Jonathan Sterling

First Steps in Synthetic Tait Computability: The Objective Metatheory of Cubical Type Theory Degree Type: Ph.D. in Computer Science
Advisor(s): Robert W. Harper
Graduated: December 2021

Abstract:

The implementation and semantics of dependent type theories can be studied in a syntax-independent way: the objective metatheory of dependent type theories exploits the universal properties of their syntactic categories to endow them with computational content, mathematical meaning, and practical implementation (normalization, type checking, elaboration). The semantic methods of the objective metatheory inform the design and implementation of correct-by-construction elaboration algorithms, promising a principled interface between real proof assistants and ideal mathematics.

RECORDS PROVIDED
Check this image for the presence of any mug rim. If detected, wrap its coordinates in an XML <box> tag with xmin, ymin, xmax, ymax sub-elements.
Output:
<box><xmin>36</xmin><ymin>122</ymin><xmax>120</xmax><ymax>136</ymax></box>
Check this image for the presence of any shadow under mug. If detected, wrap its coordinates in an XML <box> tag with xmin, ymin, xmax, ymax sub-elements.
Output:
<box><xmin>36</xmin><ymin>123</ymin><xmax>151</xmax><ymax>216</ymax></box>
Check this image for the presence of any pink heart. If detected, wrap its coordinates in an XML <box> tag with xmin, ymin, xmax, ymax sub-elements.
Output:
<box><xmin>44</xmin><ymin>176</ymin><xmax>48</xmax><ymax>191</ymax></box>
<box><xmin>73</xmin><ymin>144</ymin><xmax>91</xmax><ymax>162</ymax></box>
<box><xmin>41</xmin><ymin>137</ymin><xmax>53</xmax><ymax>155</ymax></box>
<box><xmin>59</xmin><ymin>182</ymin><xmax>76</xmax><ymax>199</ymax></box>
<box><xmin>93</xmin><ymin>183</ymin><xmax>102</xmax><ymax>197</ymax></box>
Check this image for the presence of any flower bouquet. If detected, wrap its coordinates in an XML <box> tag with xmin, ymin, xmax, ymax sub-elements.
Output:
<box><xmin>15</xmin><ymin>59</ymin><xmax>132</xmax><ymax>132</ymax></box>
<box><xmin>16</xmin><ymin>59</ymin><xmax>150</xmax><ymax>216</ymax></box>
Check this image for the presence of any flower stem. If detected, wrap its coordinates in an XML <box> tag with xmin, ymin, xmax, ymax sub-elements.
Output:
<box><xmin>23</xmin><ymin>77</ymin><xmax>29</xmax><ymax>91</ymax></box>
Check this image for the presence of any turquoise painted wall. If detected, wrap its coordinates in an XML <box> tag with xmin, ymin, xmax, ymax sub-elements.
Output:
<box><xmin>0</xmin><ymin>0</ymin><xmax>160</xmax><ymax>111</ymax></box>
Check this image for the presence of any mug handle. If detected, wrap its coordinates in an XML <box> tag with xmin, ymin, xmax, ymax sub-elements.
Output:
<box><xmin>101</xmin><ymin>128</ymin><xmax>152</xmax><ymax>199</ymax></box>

WORK TO BE COMPLETED
Who is listed as the advisor on the thesis page? The records have no connection to the thesis page.

FULL RESPONSE
Robert W. Harper